* [The exercise]: Collect each line of the listing below that contains the word "black".

* [Records excerpted from a collection]:
_ _ _ _ _ _ _

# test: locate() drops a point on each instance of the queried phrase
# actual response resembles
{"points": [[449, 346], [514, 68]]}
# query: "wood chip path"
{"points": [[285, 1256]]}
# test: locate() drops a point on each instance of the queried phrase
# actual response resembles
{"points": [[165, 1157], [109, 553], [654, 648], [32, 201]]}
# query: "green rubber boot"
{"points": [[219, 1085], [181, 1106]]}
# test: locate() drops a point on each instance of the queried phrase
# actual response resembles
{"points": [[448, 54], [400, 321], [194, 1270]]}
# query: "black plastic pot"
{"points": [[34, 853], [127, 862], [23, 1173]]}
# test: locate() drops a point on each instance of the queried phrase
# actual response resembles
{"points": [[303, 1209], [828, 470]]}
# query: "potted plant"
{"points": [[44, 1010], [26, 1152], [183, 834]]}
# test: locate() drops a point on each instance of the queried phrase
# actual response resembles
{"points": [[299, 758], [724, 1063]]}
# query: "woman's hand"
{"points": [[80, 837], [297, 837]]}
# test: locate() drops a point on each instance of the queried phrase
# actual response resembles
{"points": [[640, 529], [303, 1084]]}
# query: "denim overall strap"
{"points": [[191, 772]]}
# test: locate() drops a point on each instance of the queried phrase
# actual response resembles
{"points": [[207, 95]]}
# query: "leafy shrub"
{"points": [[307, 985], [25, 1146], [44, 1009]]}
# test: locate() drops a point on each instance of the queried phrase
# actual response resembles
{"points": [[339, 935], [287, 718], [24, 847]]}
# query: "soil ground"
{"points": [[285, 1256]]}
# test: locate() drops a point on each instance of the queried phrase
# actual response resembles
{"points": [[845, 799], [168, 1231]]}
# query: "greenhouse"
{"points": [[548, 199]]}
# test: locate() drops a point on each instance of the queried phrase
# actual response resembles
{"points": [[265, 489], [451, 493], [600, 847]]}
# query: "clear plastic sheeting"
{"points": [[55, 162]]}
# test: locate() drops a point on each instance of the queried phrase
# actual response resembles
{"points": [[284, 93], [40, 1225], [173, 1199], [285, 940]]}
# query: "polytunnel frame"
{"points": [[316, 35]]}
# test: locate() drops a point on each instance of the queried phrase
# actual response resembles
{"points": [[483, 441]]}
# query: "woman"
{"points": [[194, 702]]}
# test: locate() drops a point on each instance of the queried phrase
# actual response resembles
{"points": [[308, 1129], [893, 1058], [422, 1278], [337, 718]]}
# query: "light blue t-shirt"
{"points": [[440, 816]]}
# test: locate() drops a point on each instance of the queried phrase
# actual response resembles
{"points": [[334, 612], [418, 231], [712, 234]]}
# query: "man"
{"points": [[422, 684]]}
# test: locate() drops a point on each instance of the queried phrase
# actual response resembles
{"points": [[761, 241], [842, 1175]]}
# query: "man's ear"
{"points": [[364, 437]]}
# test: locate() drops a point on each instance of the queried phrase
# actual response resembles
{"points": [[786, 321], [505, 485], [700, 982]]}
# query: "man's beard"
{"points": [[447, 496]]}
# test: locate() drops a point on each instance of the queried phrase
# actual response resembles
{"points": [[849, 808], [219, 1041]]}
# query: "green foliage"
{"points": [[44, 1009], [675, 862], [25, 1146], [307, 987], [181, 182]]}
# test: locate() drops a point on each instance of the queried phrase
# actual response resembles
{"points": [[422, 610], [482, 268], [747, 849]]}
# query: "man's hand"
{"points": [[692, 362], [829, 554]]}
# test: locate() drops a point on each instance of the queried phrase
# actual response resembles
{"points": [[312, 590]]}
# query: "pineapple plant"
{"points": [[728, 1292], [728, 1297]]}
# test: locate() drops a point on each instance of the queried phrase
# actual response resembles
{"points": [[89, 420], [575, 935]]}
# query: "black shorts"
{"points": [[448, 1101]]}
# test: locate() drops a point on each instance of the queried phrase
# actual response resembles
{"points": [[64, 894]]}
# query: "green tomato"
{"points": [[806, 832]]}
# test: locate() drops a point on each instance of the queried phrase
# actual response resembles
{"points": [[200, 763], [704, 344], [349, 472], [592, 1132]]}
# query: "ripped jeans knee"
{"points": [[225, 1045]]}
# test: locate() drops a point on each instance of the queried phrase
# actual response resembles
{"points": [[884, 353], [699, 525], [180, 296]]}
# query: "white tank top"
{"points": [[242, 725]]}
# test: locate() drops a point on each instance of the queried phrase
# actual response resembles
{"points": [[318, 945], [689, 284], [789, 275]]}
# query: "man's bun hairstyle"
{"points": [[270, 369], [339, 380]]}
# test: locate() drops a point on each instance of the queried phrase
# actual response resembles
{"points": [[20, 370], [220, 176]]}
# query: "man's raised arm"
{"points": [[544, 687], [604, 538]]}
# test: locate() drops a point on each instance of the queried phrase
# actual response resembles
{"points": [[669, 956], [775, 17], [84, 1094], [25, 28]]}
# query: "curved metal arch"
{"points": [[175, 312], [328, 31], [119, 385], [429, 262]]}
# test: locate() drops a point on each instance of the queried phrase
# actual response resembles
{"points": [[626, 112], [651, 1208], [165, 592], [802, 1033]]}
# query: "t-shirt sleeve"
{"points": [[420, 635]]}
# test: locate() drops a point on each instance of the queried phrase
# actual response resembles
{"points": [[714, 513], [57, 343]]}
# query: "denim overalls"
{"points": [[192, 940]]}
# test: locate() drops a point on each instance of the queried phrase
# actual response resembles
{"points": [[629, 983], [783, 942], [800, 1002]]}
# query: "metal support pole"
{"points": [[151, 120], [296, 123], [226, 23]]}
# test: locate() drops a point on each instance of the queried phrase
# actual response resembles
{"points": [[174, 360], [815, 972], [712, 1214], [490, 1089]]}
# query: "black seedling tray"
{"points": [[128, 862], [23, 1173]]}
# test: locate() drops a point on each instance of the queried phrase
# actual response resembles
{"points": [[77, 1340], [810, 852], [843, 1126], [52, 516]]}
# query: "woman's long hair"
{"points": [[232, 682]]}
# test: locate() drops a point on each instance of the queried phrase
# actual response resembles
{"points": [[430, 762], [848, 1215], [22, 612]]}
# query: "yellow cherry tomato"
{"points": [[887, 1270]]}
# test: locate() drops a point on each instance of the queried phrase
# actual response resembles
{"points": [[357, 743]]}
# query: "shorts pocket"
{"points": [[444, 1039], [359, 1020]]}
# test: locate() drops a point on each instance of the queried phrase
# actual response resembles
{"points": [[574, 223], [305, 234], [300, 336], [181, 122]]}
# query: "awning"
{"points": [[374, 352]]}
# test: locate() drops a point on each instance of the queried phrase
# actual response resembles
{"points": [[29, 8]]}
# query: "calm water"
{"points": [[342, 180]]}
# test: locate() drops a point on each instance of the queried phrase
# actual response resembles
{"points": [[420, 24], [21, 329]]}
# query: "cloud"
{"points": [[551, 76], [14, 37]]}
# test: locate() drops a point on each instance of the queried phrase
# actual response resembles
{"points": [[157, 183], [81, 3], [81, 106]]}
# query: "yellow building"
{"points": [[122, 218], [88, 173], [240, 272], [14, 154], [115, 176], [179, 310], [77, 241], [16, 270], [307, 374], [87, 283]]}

_ _ _ _ _ _ _

* [Written response]:
# query: "black plastic pot"
# query: "black shorts"
# query: "black seedling tray"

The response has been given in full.